Task instructions:
Select every line in the material below that contains the string "street", and copy each one in full.

** start Records for the exercise **

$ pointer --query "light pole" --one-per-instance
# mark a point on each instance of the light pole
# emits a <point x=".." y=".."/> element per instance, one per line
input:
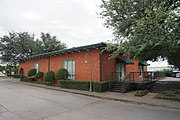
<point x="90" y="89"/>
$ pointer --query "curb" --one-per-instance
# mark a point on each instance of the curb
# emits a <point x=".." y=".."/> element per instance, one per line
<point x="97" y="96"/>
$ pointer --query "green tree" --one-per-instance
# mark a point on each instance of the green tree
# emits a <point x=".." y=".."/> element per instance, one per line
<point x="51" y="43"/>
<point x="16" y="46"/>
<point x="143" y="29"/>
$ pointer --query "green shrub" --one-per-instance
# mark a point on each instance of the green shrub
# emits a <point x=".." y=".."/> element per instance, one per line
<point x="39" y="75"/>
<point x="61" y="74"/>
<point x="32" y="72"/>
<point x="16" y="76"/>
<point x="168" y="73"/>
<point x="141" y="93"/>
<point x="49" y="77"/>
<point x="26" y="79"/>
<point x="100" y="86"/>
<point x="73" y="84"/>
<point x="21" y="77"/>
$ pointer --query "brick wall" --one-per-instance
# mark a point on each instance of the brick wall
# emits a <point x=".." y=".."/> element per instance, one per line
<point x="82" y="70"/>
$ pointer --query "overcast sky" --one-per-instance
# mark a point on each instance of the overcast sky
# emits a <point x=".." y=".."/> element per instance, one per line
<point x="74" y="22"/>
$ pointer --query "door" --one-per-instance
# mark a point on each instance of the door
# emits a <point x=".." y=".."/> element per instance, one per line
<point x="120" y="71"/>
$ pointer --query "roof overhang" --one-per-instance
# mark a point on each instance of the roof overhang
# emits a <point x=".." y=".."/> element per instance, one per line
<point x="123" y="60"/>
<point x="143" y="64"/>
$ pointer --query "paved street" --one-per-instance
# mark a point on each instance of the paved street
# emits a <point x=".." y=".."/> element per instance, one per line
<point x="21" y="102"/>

** end Records for the exercise **
** start Records for the exercise **

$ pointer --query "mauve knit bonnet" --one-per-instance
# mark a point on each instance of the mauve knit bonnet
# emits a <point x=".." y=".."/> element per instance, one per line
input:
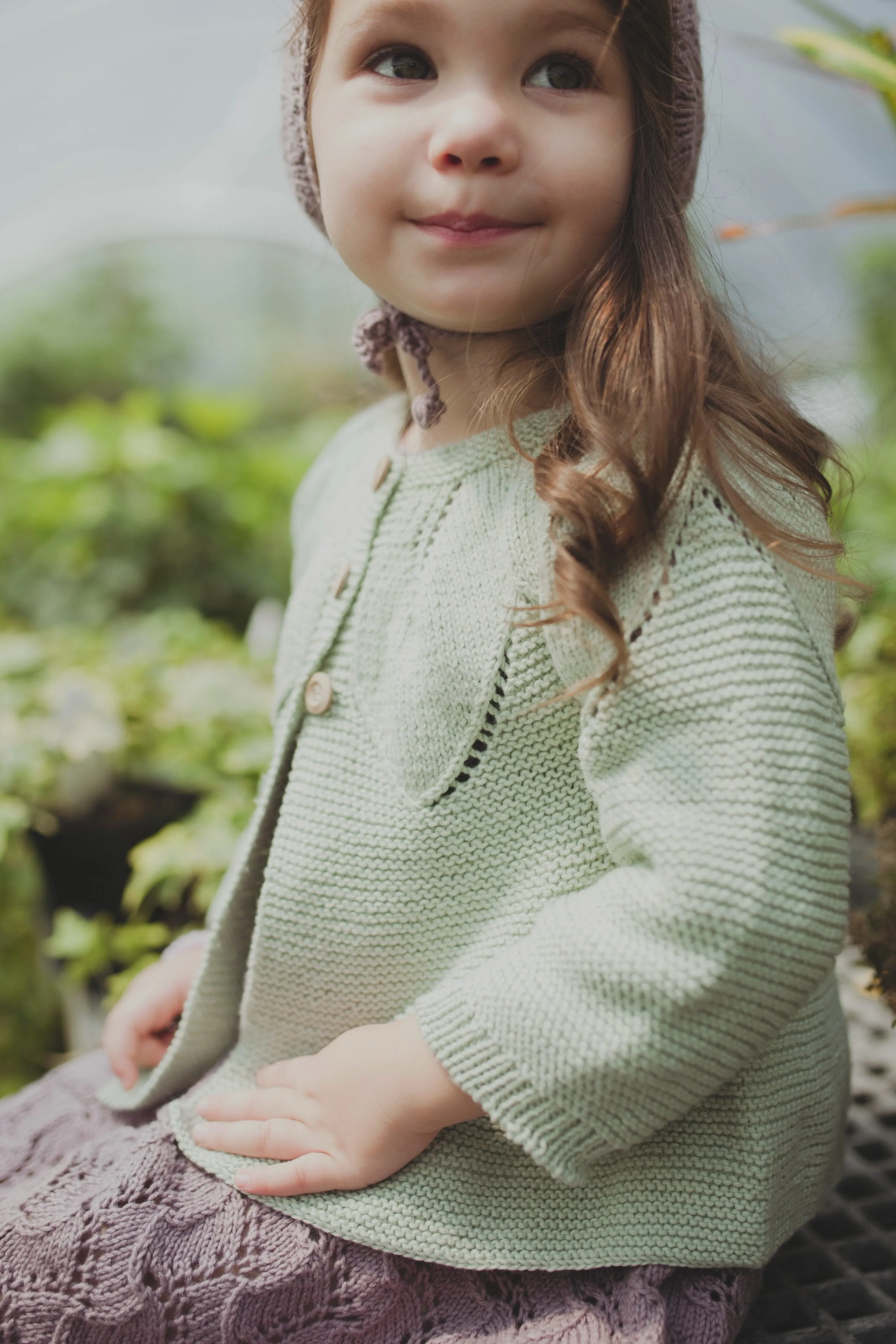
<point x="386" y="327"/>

** end Records for the exercise **
** start Records for the exercise **

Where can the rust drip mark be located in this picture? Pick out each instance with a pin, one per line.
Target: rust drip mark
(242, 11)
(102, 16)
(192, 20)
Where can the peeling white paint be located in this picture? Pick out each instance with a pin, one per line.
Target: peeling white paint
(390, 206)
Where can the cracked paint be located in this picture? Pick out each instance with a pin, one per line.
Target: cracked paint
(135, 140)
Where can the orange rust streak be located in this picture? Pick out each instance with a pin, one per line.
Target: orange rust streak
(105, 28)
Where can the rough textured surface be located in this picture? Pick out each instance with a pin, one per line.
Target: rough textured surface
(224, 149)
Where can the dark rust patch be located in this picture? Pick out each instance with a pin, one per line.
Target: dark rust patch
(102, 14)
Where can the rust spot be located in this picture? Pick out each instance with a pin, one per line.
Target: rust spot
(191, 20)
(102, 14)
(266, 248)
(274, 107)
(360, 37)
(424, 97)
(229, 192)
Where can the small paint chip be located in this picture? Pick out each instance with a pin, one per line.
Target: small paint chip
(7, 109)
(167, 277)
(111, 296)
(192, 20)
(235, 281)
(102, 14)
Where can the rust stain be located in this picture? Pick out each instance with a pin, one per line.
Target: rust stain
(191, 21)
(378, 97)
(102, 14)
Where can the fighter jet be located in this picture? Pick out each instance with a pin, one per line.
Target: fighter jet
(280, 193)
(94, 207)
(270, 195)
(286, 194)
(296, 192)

** end Records for the exercise **

Response:
$ pointer --query "paved street" --one-per-instance
# mark a point on each instance of the paved street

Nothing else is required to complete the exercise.